(Point annotation dataset records)
□ □ □
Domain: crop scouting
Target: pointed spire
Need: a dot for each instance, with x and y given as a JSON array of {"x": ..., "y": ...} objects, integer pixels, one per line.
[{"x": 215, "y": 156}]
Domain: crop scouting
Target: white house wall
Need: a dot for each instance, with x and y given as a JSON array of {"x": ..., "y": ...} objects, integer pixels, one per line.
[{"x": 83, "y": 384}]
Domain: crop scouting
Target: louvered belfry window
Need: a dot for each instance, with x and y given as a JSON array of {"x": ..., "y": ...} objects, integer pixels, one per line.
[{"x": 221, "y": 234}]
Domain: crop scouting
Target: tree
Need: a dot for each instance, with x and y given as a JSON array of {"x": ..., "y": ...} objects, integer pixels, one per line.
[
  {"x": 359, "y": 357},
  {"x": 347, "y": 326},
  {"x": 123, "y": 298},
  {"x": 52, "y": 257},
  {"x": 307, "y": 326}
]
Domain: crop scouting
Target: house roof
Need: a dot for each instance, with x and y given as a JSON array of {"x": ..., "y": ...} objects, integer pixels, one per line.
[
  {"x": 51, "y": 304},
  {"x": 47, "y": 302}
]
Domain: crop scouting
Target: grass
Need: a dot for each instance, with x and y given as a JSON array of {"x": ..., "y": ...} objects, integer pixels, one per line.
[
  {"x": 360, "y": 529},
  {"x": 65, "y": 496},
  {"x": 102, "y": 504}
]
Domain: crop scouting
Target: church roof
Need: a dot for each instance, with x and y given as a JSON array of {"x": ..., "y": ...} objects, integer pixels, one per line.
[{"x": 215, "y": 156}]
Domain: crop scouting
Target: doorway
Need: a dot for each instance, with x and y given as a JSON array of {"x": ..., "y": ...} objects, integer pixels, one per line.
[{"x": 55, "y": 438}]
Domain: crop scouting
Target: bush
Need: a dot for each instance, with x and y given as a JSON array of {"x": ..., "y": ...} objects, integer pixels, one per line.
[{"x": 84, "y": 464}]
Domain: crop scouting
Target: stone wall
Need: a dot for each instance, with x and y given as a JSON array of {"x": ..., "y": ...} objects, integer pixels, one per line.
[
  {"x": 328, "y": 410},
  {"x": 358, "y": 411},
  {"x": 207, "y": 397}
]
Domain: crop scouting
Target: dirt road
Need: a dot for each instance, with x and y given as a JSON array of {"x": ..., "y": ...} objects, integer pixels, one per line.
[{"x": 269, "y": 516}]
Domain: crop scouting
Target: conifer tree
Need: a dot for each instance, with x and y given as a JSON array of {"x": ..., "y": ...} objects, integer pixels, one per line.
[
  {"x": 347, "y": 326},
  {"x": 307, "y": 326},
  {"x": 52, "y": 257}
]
□ □ □
EXERCISE INSTRUCTIONS.
Gather and copy out every line of the data above that contains the string "house".

COMPLETED TASK.
Target: white house wall
Target: house roof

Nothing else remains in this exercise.